_Short exercise:_ Please copy the records starting at the beginning and ending at the line containing "783L835 572L841 429L806", changing "segment" to "outline" and leaving everything else as it is.

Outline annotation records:
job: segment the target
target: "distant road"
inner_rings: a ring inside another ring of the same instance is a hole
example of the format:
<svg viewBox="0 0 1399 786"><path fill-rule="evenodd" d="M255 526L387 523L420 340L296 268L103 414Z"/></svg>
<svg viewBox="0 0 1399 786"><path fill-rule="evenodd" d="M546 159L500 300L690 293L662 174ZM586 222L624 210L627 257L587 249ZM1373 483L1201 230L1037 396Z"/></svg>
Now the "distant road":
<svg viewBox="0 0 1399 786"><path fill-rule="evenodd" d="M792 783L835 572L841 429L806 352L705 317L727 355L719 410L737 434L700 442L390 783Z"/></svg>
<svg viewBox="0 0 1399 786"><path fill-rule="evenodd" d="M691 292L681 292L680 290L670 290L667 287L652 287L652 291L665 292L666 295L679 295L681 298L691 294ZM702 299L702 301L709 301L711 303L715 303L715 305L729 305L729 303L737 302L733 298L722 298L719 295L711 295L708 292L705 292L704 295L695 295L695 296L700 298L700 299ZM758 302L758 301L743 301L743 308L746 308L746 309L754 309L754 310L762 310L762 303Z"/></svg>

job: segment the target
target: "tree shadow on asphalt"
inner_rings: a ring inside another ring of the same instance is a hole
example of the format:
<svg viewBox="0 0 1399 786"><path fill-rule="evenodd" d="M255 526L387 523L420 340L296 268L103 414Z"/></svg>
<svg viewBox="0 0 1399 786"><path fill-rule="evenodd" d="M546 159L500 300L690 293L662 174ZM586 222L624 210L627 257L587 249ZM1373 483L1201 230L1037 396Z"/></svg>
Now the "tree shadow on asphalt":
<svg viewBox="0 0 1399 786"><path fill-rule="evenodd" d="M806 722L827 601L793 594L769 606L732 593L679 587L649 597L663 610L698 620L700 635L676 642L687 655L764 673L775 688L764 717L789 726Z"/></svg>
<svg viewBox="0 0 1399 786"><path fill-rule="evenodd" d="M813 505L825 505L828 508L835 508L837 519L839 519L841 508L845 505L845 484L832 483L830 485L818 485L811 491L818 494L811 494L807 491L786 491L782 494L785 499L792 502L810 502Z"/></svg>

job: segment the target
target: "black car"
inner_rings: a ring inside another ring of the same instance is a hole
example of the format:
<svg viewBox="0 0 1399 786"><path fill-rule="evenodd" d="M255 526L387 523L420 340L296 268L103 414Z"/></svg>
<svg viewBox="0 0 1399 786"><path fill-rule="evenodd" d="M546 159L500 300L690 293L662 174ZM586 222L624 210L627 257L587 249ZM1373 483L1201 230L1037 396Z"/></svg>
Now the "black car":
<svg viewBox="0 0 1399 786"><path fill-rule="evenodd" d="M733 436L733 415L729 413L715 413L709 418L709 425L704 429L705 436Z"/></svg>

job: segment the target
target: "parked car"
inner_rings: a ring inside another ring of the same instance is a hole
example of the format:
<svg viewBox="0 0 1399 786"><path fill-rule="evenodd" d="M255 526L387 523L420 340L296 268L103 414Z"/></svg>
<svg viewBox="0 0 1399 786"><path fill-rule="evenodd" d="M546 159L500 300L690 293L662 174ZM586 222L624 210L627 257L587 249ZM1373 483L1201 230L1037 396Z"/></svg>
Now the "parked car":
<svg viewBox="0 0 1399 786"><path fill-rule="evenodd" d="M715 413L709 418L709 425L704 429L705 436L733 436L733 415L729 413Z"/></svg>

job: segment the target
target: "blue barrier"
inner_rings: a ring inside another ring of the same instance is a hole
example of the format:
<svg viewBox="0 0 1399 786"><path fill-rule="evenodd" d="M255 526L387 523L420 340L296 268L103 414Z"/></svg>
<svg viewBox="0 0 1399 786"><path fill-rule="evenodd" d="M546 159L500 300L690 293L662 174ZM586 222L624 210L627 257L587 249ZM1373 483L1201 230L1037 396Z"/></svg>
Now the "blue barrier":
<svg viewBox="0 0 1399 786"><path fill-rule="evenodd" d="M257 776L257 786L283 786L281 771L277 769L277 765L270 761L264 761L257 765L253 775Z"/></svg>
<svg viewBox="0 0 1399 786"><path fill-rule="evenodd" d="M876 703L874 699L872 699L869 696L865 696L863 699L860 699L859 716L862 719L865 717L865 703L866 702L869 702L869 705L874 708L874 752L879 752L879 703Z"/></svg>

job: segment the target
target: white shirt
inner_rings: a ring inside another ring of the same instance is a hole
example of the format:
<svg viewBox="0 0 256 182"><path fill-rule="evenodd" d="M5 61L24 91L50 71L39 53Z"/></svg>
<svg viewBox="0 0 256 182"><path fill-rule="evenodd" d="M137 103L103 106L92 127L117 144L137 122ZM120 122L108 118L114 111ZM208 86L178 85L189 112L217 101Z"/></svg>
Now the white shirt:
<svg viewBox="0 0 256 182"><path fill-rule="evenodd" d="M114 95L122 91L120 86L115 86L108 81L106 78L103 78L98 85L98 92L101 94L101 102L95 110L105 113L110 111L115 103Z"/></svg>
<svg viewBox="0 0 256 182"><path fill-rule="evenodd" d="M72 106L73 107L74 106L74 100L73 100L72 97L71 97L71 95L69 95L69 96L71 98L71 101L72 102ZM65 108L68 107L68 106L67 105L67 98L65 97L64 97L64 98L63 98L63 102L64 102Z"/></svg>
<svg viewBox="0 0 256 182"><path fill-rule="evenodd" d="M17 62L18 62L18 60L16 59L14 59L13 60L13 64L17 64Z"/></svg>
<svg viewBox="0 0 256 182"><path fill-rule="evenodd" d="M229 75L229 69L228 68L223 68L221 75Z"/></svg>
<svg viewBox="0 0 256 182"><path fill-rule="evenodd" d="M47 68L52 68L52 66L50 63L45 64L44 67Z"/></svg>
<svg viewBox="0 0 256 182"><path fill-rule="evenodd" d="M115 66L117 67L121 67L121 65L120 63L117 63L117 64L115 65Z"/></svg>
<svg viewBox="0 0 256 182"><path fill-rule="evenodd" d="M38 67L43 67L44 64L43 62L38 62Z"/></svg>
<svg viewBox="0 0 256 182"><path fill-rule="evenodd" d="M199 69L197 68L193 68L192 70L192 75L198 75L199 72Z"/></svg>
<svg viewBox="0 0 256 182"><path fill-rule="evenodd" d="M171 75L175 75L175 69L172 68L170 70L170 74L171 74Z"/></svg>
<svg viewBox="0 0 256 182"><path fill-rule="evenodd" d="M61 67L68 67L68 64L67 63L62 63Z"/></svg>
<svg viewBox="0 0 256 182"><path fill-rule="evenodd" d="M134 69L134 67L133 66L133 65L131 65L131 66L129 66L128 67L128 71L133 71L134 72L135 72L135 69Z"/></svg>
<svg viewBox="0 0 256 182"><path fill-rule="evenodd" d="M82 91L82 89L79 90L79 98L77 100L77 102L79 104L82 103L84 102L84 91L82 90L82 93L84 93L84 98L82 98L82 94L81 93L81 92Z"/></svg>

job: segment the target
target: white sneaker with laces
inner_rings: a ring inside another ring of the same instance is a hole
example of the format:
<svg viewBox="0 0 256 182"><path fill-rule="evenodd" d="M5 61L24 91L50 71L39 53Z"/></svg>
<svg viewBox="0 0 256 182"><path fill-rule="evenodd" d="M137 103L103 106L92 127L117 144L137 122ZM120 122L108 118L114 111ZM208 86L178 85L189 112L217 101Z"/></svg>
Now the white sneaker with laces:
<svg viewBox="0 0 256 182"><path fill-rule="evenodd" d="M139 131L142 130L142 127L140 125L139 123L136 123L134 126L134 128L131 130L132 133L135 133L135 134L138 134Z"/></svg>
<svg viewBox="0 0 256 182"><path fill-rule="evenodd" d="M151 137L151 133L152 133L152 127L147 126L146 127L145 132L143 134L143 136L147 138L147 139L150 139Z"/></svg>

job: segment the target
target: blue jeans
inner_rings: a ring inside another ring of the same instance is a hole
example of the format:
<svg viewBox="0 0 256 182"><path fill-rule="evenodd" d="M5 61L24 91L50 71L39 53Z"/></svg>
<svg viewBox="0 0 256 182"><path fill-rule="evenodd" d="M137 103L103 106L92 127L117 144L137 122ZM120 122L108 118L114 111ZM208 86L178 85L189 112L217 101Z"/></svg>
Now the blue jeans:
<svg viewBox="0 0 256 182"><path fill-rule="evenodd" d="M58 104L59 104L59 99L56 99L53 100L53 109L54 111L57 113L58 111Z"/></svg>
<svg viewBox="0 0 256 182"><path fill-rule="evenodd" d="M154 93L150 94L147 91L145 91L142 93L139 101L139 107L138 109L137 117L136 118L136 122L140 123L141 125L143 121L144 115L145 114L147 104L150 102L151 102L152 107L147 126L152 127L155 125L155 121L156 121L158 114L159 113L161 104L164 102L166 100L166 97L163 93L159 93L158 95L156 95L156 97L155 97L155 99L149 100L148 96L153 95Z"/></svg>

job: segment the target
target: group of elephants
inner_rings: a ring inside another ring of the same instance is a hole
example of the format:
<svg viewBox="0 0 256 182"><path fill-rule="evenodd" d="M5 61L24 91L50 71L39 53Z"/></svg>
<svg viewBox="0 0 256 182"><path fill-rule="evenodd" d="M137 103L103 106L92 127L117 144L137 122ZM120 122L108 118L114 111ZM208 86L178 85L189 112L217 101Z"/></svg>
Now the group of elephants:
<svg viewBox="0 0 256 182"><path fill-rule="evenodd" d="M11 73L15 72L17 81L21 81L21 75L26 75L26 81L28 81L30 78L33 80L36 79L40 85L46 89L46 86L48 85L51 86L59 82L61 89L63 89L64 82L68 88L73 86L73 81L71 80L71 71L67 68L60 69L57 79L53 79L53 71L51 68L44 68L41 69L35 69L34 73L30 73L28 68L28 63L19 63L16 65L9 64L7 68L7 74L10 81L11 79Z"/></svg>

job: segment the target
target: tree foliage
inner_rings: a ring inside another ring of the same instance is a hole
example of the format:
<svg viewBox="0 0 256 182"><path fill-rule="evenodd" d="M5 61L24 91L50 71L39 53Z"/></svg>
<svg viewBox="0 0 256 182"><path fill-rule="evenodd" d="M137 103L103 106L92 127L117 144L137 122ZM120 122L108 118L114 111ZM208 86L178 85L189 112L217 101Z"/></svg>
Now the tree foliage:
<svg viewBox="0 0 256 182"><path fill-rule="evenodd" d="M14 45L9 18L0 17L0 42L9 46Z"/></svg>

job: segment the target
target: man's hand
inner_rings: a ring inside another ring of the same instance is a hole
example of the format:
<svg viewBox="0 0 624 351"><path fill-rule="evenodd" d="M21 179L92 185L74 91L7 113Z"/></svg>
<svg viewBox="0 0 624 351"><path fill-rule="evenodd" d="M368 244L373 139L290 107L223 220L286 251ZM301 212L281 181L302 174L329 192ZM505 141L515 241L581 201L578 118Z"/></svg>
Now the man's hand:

_Output of the exercise:_
job: outline the target
target: "distant road"
inner_rings: a ring inside another ring of the same instance is a hole
example of the format:
<svg viewBox="0 0 1399 786"><path fill-rule="evenodd" d="M255 526L387 523L420 340L296 268L103 414Z"/></svg>
<svg viewBox="0 0 1399 786"><path fill-rule="evenodd" d="M546 159L500 300L690 293L662 174ZM586 222L624 210L627 257L587 249ZM1373 483L1201 230L1037 396Z"/></svg>
Now the "distant road":
<svg viewBox="0 0 1399 786"><path fill-rule="evenodd" d="M792 783L835 572L841 429L806 352L705 317L727 355L719 410L737 434L700 442L390 783Z"/></svg>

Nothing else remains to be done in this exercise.